» **EXERCISE BRIEF**: Rescale the data beginning at its first line and ending after the line containing "<point>252,425</point>". Reproduce every line, and multiply each numeric coordinate by 1.8, rounding to whole numbers with halves rounded up, and omit the pictures.

» **DATA FOR THIS TASK**:
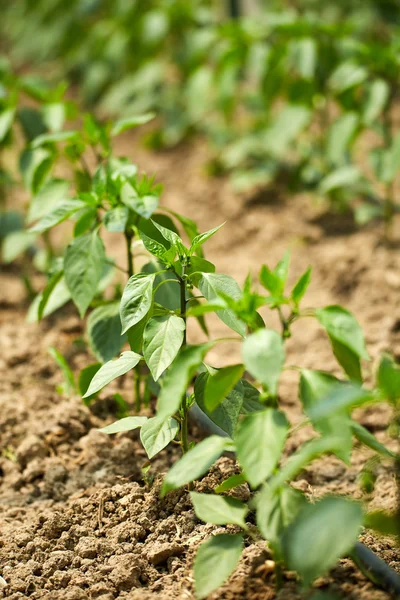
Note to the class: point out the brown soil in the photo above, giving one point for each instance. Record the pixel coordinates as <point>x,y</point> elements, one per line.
<point>77,520</point>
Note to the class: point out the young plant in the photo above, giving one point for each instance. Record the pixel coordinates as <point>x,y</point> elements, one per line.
<point>252,425</point>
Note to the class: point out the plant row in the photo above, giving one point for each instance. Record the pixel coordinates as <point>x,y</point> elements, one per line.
<point>151,312</point>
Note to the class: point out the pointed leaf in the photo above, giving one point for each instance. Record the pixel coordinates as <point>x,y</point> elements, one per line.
<point>218,386</point>
<point>83,266</point>
<point>125,424</point>
<point>333,525</point>
<point>142,205</point>
<point>124,124</point>
<point>163,337</point>
<point>116,219</point>
<point>63,211</point>
<point>210,285</point>
<point>136,299</point>
<point>260,438</point>
<point>199,240</point>
<point>263,356</point>
<point>157,433</point>
<point>276,510</point>
<point>219,510</point>
<point>104,332</point>
<point>226,414</point>
<point>341,325</point>
<point>388,378</point>
<point>301,286</point>
<point>111,370</point>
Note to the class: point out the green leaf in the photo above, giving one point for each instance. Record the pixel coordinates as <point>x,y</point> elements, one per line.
<point>47,292</point>
<point>219,510</point>
<point>383,523</point>
<point>218,386</point>
<point>301,286</point>
<point>178,378</point>
<point>368,439</point>
<point>211,285</point>
<point>333,525</point>
<point>59,296</point>
<point>343,177</point>
<point>304,55</point>
<point>86,219</point>
<point>47,199</point>
<point>142,205</point>
<point>282,269</point>
<point>157,433</point>
<point>388,378</point>
<point>377,97</point>
<point>223,550</point>
<point>230,483</point>
<point>136,299</point>
<point>342,397</point>
<point>57,136</point>
<point>125,424</point>
<point>348,360</point>
<point>163,337</point>
<point>111,370</point>
<point>61,213</point>
<point>6,121</point>
<point>69,379</point>
<point>199,240</point>
<point>347,75</point>
<point>35,166</point>
<point>315,387</point>
<point>340,137</point>
<point>195,463</point>
<point>157,249</point>
<point>341,326</point>
<point>260,438</point>
<point>135,334</point>
<point>104,331</point>
<point>124,124</point>
<point>115,219</point>
<point>263,356</point>
<point>285,128</point>
<point>271,281</point>
<point>15,244</point>
<point>170,236</point>
<point>86,376</point>
<point>226,414</point>
<point>303,457</point>
<point>54,115</point>
<point>251,399</point>
<point>276,510</point>
<point>83,266</point>
<point>168,295</point>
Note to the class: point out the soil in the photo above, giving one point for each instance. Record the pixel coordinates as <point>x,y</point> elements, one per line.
<point>77,519</point>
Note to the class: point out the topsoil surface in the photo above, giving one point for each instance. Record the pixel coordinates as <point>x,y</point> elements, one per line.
<point>77,520</point>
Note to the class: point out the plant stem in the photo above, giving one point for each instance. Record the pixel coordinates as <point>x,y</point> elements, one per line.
<point>278,575</point>
<point>184,407</point>
<point>128,239</point>
<point>137,375</point>
<point>388,205</point>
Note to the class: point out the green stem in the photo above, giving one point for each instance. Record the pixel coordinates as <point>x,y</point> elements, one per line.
<point>184,406</point>
<point>278,575</point>
<point>388,205</point>
<point>137,376</point>
<point>128,239</point>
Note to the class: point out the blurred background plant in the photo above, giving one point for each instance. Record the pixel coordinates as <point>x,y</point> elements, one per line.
<point>296,95</point>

» **TASK OUTPUT**:
Note to the class: point out the brown soil in the photo above, giving one point for each instance. Record the pixel coordinates as <point>x,y</point> elements, one per line.
<point>139,936</point>
Note to the class: point out the young plant in the photo above, giving one point for each instance. Record the pixel coordinates as <point>x,y</point> elements, one per line.
<point>454,765</point>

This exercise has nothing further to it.